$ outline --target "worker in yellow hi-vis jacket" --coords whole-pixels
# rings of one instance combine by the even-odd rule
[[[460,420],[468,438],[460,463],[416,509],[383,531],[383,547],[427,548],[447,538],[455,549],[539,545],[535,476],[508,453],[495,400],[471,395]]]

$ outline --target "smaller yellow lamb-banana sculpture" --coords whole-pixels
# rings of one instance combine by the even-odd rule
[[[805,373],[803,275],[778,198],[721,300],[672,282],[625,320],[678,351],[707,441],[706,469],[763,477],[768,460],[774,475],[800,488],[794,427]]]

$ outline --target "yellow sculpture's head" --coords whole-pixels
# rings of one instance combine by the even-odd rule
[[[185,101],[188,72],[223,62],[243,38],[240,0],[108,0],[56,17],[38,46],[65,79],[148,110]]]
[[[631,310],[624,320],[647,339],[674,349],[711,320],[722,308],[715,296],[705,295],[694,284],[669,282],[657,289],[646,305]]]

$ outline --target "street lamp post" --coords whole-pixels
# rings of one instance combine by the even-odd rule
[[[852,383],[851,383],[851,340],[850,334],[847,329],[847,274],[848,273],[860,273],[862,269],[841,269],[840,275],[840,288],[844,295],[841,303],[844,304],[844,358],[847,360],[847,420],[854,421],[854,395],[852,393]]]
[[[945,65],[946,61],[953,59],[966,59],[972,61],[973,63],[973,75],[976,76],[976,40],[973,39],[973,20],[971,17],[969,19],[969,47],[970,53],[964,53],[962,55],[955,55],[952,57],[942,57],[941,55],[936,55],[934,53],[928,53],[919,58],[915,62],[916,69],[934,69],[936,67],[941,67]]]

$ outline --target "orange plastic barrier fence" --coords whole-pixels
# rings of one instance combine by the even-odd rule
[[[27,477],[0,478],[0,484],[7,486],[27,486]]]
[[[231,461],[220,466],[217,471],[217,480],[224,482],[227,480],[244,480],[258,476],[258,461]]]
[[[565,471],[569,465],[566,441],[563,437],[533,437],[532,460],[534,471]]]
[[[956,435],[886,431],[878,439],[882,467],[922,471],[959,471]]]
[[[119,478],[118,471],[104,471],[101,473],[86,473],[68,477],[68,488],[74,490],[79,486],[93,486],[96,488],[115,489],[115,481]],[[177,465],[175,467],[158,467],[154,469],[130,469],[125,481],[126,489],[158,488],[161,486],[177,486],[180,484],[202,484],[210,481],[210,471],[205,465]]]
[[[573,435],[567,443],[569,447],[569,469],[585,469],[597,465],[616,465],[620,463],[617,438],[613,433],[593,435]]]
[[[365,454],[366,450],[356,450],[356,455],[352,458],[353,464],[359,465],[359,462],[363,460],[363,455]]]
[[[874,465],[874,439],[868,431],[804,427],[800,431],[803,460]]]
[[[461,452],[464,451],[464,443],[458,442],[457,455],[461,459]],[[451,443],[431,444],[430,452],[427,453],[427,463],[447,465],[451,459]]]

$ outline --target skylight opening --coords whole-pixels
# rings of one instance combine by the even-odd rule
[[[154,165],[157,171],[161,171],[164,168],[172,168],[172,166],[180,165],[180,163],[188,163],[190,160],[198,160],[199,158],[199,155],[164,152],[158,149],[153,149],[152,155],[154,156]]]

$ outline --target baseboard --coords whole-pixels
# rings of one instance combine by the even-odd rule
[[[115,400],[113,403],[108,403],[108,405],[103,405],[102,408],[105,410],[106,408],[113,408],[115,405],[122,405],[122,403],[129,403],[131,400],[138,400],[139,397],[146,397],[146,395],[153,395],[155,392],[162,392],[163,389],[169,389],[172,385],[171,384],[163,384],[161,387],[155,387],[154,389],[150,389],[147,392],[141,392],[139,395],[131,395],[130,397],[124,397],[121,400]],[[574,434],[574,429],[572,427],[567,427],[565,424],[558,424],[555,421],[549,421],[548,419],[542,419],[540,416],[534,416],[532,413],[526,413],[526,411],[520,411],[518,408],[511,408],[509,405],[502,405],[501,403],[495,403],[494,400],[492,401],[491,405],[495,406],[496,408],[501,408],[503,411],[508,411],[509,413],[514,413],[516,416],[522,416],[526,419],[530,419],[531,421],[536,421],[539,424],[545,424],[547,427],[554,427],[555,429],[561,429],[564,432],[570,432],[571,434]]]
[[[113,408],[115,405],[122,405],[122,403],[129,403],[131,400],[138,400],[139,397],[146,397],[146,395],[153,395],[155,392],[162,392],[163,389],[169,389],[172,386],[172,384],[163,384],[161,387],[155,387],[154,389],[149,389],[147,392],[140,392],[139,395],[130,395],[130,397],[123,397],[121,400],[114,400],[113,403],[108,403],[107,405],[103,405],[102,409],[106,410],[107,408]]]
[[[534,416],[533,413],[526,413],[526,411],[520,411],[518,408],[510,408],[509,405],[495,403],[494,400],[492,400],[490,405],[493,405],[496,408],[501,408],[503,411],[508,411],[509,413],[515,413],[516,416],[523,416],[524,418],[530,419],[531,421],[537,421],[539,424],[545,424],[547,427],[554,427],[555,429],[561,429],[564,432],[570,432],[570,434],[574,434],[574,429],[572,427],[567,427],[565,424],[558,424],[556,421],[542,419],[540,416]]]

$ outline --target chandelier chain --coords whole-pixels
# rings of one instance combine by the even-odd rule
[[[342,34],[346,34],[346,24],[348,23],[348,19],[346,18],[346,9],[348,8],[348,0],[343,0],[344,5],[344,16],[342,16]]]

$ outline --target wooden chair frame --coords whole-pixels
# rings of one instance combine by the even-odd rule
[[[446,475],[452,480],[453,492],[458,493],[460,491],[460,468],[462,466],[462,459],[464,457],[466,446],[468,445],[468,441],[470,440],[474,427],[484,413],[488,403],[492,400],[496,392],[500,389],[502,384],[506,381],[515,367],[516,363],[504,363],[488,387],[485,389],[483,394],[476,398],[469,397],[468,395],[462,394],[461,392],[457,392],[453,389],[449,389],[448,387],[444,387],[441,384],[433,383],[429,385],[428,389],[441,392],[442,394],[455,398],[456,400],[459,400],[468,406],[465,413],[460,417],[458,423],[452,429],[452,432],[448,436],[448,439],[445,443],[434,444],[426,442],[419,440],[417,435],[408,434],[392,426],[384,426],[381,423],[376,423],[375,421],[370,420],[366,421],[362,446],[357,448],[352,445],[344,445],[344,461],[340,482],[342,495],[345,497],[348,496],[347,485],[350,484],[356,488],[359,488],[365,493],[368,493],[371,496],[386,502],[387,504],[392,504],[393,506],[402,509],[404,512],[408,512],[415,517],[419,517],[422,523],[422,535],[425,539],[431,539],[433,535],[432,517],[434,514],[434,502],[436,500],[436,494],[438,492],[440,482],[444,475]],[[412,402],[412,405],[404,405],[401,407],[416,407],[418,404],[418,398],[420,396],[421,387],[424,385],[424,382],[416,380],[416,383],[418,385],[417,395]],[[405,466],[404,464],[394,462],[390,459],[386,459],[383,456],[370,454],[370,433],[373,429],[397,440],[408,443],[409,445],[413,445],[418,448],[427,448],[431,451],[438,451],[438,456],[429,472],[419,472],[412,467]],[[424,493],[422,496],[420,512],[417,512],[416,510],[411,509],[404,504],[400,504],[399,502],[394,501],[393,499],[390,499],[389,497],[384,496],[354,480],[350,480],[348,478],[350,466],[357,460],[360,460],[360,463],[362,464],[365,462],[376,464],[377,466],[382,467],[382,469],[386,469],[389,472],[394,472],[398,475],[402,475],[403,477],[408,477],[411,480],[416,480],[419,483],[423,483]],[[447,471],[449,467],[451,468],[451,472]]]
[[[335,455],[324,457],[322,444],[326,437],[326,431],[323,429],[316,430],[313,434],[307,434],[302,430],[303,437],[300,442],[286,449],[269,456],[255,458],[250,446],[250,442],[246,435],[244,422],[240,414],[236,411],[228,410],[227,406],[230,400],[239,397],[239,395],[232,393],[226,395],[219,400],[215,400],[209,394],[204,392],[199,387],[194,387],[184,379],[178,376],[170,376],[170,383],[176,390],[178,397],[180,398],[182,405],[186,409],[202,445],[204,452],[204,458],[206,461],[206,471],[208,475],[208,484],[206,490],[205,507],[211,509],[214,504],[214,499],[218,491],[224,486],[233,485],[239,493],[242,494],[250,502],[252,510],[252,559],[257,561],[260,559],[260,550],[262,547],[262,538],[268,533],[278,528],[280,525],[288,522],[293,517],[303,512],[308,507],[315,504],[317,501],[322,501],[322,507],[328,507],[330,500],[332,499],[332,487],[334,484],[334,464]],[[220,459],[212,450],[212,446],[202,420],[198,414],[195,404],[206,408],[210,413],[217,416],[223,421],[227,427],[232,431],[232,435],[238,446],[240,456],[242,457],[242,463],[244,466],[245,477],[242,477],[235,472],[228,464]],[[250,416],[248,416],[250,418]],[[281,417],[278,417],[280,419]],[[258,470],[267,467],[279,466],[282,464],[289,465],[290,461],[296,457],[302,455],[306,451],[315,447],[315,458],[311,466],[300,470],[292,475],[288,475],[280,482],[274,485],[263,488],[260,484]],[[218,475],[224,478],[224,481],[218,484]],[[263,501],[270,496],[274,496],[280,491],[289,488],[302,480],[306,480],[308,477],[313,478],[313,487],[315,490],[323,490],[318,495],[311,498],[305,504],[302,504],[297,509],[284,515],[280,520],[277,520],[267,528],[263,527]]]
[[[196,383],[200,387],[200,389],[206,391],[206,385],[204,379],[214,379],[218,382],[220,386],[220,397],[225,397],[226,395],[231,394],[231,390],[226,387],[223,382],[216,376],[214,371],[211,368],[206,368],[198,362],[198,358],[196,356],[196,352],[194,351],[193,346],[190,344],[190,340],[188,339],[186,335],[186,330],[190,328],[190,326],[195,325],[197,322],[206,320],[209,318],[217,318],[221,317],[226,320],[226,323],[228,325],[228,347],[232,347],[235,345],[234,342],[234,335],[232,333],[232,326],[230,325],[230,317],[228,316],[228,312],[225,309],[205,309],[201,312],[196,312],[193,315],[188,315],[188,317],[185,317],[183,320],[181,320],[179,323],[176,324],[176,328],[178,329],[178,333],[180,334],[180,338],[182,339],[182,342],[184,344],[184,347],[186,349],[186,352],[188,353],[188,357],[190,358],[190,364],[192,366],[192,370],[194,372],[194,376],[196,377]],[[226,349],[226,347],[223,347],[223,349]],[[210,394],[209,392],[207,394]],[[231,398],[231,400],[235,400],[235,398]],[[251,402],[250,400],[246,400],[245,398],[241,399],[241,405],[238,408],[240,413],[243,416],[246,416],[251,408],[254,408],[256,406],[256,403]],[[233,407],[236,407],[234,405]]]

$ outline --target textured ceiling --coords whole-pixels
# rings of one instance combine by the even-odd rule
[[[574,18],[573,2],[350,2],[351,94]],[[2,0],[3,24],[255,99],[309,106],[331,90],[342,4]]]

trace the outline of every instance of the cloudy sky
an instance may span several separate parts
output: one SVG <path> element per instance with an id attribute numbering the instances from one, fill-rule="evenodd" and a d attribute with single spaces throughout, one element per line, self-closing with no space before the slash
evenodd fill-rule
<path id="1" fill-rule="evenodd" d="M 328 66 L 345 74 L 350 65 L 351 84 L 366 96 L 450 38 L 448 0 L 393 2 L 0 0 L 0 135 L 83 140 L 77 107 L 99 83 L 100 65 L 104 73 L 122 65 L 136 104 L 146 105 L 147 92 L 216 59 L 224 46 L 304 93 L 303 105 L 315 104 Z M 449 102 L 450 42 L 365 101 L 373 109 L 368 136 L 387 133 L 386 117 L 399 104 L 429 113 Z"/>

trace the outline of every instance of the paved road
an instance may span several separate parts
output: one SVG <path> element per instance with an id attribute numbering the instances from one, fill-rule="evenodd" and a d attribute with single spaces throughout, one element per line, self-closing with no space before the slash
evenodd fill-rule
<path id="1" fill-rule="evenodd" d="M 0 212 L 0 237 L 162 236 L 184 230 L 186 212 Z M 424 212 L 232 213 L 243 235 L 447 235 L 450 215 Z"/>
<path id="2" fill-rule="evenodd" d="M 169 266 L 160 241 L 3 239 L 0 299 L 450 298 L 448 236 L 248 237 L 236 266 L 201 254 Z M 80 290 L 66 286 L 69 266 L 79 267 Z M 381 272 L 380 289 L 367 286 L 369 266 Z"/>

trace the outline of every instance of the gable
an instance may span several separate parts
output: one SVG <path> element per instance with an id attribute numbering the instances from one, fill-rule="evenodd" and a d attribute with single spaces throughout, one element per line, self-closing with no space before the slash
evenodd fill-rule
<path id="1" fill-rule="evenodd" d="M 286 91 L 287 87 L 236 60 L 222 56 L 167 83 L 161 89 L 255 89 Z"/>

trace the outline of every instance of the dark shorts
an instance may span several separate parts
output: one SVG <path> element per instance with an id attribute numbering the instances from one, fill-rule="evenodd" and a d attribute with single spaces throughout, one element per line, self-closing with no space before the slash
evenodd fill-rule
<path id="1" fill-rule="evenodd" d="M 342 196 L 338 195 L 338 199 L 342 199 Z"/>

→ **Instructions to follow**: Review the entries above and return every line where "sculpture" appears.

→ **Response area**:
$ outline --target "smaller yellow lamb-banana sculpture" --coords whole-pixels
$ outline --target "yellow sculpture's head" --coords whole-pixels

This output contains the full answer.